THE PROBLEM: Among the records that follow, find the line with "Q: Point out every instance of the grassy" and the line with "Q: Point out every instance of the tree above, giving". Set down those lines and all lines between them exactly, without adding anything.

Point localization data:
§ §

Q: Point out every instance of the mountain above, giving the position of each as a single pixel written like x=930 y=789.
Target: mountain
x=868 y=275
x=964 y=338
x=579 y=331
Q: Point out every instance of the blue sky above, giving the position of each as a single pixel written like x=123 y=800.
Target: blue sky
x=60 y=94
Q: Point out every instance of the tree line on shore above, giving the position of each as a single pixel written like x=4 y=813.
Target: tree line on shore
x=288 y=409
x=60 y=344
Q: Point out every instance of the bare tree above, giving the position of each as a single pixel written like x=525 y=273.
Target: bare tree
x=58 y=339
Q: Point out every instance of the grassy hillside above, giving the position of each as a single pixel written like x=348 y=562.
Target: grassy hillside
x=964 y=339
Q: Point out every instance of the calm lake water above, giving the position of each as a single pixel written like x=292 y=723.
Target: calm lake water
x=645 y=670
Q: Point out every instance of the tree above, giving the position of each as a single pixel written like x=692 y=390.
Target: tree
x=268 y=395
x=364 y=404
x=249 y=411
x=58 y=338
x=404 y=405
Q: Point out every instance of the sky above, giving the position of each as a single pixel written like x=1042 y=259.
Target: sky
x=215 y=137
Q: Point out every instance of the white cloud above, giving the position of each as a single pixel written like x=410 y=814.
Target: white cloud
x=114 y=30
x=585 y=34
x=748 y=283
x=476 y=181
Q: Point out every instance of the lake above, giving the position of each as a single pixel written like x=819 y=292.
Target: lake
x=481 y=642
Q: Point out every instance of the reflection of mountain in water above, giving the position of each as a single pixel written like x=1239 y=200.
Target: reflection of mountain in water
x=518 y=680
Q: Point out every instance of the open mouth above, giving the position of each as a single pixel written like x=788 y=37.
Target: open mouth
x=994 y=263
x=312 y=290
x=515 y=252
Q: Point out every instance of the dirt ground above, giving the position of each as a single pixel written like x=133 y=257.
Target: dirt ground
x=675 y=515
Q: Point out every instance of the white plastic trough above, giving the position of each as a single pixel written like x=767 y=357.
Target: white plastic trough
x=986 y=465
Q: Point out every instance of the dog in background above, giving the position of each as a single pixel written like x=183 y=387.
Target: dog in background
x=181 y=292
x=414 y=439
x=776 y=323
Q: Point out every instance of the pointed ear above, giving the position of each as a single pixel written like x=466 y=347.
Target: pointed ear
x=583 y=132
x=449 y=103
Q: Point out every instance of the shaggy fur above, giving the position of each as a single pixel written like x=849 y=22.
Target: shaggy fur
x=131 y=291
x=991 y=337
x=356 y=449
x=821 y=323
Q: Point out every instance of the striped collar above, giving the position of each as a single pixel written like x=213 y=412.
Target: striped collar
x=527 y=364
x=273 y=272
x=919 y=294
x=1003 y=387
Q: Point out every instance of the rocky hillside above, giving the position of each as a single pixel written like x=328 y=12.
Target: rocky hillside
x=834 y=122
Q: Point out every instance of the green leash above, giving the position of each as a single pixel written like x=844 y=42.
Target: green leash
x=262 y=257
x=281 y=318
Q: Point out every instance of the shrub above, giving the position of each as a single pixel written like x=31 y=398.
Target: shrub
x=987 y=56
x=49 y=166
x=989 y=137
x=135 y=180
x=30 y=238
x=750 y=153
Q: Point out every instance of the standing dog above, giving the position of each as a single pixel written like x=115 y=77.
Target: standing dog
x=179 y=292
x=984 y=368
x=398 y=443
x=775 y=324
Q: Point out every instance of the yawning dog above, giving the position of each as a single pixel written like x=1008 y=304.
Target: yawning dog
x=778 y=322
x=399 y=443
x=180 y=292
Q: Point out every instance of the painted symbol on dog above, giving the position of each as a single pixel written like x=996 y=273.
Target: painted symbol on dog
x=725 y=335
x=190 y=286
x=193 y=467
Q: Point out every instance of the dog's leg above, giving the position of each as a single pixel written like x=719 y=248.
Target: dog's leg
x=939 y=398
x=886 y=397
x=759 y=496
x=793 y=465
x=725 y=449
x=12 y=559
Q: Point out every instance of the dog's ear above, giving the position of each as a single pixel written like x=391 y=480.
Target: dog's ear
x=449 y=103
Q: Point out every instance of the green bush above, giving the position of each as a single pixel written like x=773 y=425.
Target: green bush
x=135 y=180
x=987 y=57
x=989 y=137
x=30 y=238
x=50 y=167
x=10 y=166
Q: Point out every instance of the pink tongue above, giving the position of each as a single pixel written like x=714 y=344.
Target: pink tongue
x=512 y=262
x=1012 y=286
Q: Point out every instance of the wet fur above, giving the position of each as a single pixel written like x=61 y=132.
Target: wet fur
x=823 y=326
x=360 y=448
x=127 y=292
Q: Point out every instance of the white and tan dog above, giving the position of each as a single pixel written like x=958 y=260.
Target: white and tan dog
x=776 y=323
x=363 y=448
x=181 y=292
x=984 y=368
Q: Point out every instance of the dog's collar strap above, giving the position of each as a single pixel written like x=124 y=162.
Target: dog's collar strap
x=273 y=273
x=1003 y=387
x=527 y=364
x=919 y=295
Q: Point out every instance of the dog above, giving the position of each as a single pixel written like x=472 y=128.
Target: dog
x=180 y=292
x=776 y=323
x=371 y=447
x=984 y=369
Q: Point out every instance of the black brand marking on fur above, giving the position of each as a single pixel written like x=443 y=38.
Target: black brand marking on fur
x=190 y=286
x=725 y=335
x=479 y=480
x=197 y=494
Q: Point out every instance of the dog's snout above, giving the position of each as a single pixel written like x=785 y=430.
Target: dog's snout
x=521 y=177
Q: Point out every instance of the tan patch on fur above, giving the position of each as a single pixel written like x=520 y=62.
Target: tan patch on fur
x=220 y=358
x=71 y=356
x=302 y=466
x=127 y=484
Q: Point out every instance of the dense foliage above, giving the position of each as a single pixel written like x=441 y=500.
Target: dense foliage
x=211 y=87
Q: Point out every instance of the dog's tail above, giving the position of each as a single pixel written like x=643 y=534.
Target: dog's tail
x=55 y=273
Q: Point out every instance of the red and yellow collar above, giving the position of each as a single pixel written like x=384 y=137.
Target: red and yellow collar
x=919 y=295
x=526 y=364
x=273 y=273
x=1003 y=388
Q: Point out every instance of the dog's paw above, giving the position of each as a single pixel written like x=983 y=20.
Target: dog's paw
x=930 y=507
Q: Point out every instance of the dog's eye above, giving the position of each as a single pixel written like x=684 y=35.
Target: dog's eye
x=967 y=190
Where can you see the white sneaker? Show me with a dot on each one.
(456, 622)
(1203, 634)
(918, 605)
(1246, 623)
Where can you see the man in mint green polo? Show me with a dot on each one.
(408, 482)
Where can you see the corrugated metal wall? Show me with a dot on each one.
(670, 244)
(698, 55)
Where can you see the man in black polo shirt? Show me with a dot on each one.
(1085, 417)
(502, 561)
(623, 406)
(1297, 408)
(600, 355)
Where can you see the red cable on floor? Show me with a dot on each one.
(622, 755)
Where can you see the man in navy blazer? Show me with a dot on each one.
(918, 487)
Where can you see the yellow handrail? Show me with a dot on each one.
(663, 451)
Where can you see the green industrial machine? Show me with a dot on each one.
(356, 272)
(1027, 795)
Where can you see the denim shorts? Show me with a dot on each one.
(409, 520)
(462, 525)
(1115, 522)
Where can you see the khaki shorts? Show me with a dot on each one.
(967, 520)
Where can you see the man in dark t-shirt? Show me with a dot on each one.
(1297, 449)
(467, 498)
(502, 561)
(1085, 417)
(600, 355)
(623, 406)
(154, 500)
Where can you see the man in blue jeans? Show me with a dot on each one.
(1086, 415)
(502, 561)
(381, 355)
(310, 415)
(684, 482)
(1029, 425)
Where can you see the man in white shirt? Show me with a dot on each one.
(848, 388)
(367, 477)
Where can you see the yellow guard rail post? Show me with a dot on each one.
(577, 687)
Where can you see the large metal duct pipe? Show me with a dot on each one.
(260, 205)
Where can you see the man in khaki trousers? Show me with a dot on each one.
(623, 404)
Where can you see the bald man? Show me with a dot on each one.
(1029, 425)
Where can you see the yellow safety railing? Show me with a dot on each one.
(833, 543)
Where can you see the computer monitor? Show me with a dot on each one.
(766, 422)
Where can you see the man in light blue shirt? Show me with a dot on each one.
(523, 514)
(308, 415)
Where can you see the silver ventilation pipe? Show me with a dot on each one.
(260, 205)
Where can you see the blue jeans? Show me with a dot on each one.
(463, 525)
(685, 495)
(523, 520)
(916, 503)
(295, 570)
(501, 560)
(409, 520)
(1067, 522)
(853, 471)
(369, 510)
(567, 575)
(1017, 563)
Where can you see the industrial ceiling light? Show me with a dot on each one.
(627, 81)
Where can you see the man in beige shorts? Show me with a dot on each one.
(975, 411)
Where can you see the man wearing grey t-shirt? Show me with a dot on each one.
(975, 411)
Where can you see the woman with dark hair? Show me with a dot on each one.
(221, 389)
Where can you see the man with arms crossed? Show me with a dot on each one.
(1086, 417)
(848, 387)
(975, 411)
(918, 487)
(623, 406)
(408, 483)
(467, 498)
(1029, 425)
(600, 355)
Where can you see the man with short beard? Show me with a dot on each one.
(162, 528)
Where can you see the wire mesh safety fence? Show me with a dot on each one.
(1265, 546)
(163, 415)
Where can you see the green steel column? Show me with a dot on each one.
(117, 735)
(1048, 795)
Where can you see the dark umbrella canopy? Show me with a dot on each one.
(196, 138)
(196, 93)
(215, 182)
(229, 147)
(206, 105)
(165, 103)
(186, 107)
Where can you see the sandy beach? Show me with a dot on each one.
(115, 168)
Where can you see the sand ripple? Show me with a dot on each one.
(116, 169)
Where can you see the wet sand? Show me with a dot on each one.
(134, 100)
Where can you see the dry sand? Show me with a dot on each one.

§ §

SOLVED EXERCISE:
Q: Point out every instance of the grassy hillside above, giving the position of each as a single pixel written like x=348 y=562.
Target: grassy hillside
x=964 y=339
Q: Point out every instance of the calm lake water above, giving the position of each as a single pixel written like x=292 y=723.
Target: calm lake water
x=645 y=670
Q: Point out every instance of the tree above, giving the position of each as a single pixel written like x=692 y=390.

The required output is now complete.